Task data:
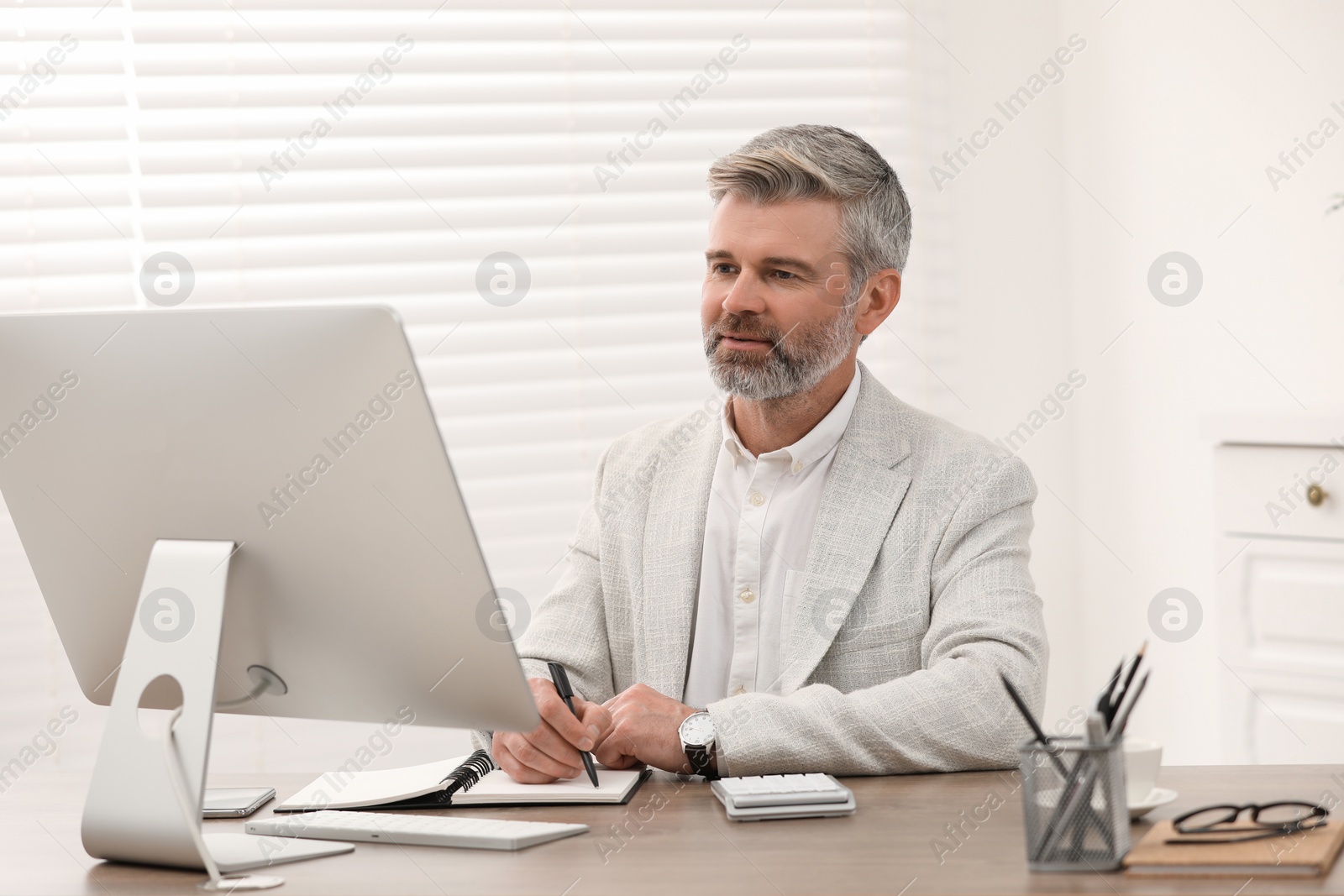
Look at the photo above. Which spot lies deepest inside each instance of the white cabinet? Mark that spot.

==

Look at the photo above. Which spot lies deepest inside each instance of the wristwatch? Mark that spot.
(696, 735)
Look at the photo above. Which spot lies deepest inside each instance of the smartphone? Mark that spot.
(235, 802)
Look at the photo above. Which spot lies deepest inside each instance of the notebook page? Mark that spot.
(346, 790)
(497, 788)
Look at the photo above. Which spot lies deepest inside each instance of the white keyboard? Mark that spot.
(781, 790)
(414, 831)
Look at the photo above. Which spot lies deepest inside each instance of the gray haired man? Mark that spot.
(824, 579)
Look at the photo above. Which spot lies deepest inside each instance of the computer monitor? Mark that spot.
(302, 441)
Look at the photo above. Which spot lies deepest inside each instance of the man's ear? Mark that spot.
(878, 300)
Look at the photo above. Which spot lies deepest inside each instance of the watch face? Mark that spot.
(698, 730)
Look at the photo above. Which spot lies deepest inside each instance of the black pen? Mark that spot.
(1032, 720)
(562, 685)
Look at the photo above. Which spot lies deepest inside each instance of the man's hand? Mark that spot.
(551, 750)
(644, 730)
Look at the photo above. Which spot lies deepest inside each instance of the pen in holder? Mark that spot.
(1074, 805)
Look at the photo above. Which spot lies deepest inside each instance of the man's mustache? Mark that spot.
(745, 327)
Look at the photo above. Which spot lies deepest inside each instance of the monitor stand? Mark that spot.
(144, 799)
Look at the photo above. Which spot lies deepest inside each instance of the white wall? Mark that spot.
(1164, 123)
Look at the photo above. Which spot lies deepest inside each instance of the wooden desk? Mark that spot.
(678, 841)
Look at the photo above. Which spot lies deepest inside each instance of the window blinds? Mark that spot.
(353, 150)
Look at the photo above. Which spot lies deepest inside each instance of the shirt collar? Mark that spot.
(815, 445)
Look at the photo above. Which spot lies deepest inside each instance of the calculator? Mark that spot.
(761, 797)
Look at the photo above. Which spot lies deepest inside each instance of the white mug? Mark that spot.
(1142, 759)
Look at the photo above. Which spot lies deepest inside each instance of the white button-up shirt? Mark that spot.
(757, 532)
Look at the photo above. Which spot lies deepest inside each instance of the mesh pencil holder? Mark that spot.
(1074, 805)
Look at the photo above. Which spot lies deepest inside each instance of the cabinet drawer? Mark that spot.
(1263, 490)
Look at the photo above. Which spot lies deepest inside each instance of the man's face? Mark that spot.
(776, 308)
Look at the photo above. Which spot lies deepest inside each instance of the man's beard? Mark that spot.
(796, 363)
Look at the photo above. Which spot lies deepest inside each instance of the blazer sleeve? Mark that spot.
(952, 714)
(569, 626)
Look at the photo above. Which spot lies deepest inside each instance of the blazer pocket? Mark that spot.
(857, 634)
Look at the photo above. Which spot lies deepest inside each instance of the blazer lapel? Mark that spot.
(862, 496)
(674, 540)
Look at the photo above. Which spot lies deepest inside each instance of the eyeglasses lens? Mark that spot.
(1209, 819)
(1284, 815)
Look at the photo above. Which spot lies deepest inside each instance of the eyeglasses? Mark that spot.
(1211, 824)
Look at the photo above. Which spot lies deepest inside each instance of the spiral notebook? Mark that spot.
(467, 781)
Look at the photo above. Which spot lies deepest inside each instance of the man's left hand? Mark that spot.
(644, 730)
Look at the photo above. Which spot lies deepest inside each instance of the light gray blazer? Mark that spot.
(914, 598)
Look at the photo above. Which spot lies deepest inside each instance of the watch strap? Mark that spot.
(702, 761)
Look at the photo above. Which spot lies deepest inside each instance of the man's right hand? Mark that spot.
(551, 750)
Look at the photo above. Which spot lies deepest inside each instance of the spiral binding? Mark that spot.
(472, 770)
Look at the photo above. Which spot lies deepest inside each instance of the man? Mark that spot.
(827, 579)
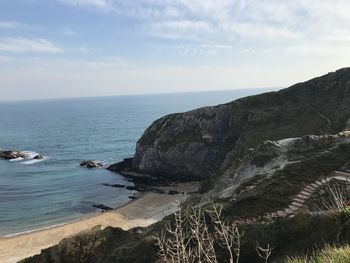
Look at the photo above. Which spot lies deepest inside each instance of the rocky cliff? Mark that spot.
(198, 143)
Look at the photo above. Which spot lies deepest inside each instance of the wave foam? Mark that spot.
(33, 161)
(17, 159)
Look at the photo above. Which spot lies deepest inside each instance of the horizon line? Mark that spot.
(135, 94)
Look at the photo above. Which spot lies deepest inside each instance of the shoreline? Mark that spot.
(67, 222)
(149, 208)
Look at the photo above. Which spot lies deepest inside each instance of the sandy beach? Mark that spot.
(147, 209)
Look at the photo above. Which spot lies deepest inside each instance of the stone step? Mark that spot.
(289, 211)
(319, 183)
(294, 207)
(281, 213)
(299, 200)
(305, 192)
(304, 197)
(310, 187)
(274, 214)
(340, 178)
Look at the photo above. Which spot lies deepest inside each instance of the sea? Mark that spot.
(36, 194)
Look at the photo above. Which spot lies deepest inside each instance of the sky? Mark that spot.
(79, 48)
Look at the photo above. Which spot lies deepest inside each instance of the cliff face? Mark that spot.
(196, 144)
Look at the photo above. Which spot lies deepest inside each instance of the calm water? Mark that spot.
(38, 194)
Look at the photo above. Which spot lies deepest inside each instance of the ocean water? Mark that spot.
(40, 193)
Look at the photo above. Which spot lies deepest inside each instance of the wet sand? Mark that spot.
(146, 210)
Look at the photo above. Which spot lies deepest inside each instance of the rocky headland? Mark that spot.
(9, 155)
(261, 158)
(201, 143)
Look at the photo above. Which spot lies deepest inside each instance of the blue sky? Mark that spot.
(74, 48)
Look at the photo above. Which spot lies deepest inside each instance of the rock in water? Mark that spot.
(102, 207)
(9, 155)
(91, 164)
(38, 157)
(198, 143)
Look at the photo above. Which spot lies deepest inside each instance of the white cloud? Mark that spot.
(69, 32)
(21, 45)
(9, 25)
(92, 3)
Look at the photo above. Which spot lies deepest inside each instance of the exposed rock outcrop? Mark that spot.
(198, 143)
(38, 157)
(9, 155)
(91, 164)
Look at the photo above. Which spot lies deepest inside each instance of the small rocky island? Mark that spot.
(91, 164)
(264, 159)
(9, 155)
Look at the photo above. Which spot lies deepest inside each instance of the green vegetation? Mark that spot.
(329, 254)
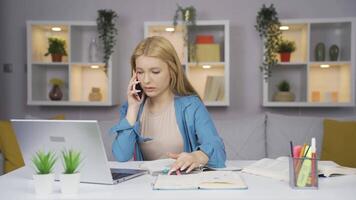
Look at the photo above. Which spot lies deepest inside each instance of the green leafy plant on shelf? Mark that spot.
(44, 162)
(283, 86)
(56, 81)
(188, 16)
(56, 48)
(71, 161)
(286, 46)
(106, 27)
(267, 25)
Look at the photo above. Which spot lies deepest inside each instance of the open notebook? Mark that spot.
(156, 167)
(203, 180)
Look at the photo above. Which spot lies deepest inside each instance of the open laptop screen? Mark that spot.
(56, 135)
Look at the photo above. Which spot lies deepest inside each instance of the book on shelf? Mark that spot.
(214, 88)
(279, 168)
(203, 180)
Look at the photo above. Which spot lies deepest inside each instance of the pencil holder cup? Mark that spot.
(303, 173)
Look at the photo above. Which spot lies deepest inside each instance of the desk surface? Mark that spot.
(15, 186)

Exercise prompt:
Pull out every line from the material above that contains the word "desk".

Final result:
Look at the photo above. Which spot lies deepest inside each instance of the wooden desk? Mark that spot.
Look at the photo above. Which spot lies deepest inside each instance of the desk surface? Mark that spot.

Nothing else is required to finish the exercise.